■ **Short exercise A**: In the letter-typing problem, rewrite the passage between "In an office" and "of the possibilities.)", inclusive, putting "clerk" in place of "secretary".
■ **Short exercise B**: Translate this sentence from the letter-typing problem into Spanish: "That there are no letters left to be typed is one of the possibilities."

1988 AIME Problems/Problem 15

Problem

In an office at various times during the day, the boss gives the secretary a letter to type, each time putting the letter on top of the pile in the secretary's inbox. When there is time, the secretary takes the top letter off the pile and types it. There are nine letters to be typed during the day, and the boss delivers them in the order $1, 2, 3, 4, 5, 6, 7, 8, 9$.

While leaving for lunch, the secretary tells a colleague that letter $8$ has already been typed but says nothing else about the morning's typing. The colleague wonders which of the nine letters remain to be typed after lunch and in what order they will be typed. Based on the above information, how many such after-lunch typing orders are possible? (That there are no letters left to be typed is one of the possibilities.)

Solution 1

Re-stating the problem for clarity, let $S$ be a set arranged in increasing order. At any time an element can be appended to the end of $S$, or the last element of $S$ can be removed. The question asks for the number of different orders in which all of the remaining elements of $S$ can be removed, given that $8$ had been removed already.


Since $8$ had already been added to the pile, the numbers $1 \ldots 7$ had already been added at some time to the pile; $9$ might or might not have been added yet. So currently $S$ is a subset of $\{1, 2, \ldots 7\}$, possibly with $9$ at the end. Given that $S$ has $k$ elements, there are $k+1$ intervals for $9$ to be inserted, or $9$ might have already been placed, giving $k+2$ different possibilities.

Thus, the answer is $\sum_{k=0}^{7} {7 \choose k}(k+2)$ $= 1 \cdot 2 + 7 \cdot 3 + 21 \cdot 4 + 35 \cdot 5 + 35 \cdot 6 + 21 \cdot 7 + 7 \cdot 8 + 1 \cdot 9$ $= \boxed{704}$.

A way to compute this quickly (by AlexLikeMath)

■ **Entries**:
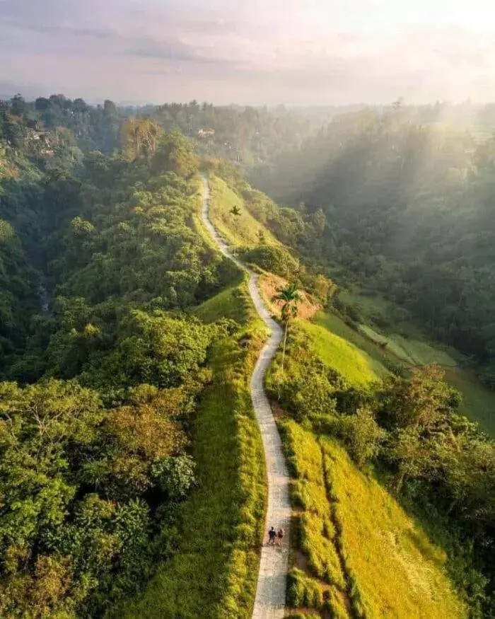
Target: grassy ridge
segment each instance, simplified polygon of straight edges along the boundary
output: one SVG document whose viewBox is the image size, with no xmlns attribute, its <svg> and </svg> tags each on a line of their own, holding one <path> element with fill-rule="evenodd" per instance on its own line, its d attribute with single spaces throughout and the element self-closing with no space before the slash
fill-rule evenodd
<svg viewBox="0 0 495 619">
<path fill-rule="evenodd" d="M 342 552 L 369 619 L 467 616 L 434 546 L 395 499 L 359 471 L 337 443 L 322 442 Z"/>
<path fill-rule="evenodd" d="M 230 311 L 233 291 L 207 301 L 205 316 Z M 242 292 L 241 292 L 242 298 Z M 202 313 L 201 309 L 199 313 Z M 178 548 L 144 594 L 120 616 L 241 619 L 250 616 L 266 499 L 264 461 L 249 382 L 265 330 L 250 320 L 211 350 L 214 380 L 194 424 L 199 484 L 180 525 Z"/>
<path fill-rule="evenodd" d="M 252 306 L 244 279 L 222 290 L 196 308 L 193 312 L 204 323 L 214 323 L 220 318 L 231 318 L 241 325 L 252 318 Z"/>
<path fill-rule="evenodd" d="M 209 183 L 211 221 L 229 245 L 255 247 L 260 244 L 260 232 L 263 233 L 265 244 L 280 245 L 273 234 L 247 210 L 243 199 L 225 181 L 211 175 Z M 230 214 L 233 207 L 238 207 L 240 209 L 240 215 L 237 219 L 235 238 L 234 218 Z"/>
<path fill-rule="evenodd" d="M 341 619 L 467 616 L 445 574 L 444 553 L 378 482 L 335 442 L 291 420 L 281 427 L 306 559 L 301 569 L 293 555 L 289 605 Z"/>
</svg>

==

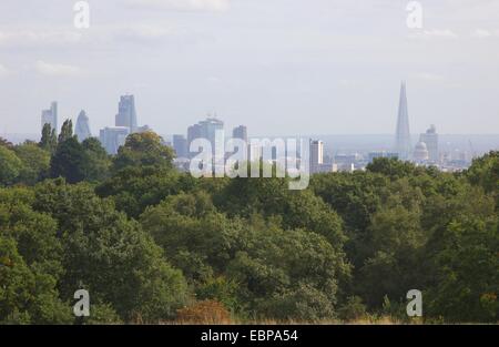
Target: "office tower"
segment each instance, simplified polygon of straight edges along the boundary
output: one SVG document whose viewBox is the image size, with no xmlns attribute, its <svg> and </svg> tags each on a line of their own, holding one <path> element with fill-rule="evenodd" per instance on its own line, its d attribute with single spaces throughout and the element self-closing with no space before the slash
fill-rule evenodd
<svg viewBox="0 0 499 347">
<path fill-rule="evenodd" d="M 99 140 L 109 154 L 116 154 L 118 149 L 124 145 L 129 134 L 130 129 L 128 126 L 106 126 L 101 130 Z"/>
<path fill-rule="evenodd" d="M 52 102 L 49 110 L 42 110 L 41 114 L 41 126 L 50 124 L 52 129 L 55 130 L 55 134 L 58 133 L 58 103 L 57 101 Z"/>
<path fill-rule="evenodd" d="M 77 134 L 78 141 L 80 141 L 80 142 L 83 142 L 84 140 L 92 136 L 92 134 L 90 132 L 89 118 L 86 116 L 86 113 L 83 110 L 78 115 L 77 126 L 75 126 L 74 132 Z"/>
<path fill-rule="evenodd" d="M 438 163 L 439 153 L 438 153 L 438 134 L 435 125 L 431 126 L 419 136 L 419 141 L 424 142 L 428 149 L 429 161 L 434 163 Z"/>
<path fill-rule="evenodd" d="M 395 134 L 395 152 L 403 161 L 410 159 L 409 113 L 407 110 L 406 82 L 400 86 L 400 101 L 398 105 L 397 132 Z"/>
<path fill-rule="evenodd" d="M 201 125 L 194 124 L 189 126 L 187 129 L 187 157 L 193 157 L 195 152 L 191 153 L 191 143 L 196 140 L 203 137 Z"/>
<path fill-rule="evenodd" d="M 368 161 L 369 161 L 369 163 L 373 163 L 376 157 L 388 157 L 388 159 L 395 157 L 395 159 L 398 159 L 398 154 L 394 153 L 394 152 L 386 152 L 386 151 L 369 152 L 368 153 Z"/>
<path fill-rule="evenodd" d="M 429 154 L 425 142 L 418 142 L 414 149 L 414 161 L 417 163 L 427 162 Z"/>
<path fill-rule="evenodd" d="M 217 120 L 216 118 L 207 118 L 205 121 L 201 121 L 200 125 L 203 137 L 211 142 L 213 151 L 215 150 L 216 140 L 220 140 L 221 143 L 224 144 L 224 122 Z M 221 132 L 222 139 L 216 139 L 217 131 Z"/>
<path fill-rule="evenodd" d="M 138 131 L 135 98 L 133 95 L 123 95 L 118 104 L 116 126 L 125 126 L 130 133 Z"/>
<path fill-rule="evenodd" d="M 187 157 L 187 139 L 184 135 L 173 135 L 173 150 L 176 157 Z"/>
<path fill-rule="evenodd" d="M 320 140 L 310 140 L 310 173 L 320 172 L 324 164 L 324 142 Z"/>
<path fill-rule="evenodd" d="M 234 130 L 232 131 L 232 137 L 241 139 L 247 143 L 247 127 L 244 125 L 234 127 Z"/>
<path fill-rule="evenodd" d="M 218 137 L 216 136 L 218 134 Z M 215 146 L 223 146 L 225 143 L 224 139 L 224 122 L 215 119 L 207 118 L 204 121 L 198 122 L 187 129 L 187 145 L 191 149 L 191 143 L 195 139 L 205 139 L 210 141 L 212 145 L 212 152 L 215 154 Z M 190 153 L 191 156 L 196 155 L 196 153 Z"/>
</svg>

■ **Worked solution A**:
In an office at various times during the day, the boss gives the clerk a letter to type, each time putting the letter on top of the pile in the clerk's inbox. When there is time, the clerk takes the top letter off the pile and types it. There are nine letters to be typed during the day, and the boss delivers them in the order $1, 2, 3, 4, 5, 6, 7, 8, 9$.

While leaving for lunch, the clerk tells a colleague that letter $8$ has already been typed but says nothing else about the morning's typing. The colleague wonders which of the nine letters remain to be typed after lunch and in what order they will be typed. Based on the above information, how many such after-lunch typing orders are possible? (That there are no letters left to be typed is one of the possibilities.)

■ **Worked solution B**: Que no quede ninguna carta por escribir a máquina es una de las posibilidades.